Task description:
When you copy the listing, skip the images and return each line verbatim.

Material supplied:

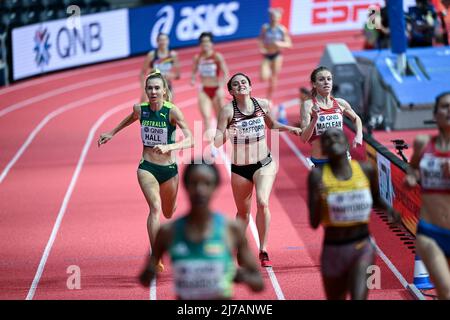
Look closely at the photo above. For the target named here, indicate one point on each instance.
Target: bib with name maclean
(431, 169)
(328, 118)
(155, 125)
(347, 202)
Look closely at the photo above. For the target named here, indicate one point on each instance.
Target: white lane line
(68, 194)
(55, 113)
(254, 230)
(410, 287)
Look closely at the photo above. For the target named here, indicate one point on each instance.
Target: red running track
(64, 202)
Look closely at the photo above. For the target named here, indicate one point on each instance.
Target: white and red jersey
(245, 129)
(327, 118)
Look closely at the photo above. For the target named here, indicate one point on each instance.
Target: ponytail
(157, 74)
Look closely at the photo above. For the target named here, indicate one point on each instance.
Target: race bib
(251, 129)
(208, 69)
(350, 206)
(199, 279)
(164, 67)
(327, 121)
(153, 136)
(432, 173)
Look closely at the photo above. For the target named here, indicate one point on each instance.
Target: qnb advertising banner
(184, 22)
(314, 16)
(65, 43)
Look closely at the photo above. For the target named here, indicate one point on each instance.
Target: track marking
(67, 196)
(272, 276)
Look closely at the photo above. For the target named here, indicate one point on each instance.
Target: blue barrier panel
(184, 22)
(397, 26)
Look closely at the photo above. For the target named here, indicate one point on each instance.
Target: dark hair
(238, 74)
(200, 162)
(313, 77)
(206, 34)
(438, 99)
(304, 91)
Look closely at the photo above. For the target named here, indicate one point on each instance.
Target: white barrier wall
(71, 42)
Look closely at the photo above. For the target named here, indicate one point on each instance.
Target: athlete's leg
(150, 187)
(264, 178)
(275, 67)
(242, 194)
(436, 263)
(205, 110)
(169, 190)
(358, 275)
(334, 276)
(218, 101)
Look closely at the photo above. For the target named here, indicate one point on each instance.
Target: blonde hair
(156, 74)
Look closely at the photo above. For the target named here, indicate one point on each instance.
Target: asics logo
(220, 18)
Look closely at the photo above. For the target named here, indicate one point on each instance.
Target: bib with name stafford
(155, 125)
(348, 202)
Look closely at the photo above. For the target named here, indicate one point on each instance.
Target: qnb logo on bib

Exercise response:
Look closely at the photo above. For the target named here, indicate one point on each instance.
Target: bib with name maclean
(431, 169)
(328, 118)
(155, 125)
(347, 202)
Look closely at the photo above. For the target named here, indicate one point on each instance.
Target: white lane line
(68, 194)
(55, 113)
(254, 230)
(410, 287)
Look closely at the photo above. For the target named here, indicate one point on each instance.
Target: red running track
(64, 202)
Look closely at the photo above. For the target named here, indicate one point on each instance.
Target: white and red jersey
(245, 129)
(327, 118)
Look closely at the photo above. For the target named here, indicate one point on each instance.
Target: ponytail
(157, 74)
Look closely at the photo above. For the target named here, indicate one point on each instance.
Target: race bib
(251, 129)
(208, 69)
(350, 206)
(199, 279)
(164, 67)
(327, 121)
(153, 136)
(432, 173)
Look closely at the photo above. For the target named here, indicate one point on each instance.
Target: qnb advertising banner
(184, 22)
(314, 16)
(65, 43)
Look closely at the photo above. For the target named here, indicate one point on each instance.
Target: track marking
(67, 196)
(272, 276)
Look closely at the photo above. For the target named here, indicate one point on each instance.
Target: blue barrier panel
(184, 22)
(397, 26)
Look closely at the photo above. For the target named here, indicate one point on each instance.
Target: dark hair
(238, 74)
(200, 162)
(313, 77)
(206, 34)
(438, 99)
(304, 91)
Look closely at the photo above. For the target named here, indicate one point on each instance.
Target: white barrier wall
(71, 42)
Look closely at the photo above. For the target named here, indicate one point on each instance.
Target: athlete's leg
(150, 187)
(264, 178)
(275, 67)
(242, 194)
(436, 263)
(205, 110)
(169, 190)
(358, 275)
(334, 276)
(218, 101)
Look closely at the photo above. For the target named here, indicate one point on each instance.
Target: blonde hair
(156, 74)
Look closely at the photo above. For the target named here, indicate one point on each instance.
Target: asics logo
(220, 18)
Look closely at the photo above. For the target named here, indicate one point on each instance.
Target: bib with name stafford
(155, 125)
(348, 202)
Look closely at the photo above. For the target named here, indicate one point on each instance.
Target: qnb logo on bib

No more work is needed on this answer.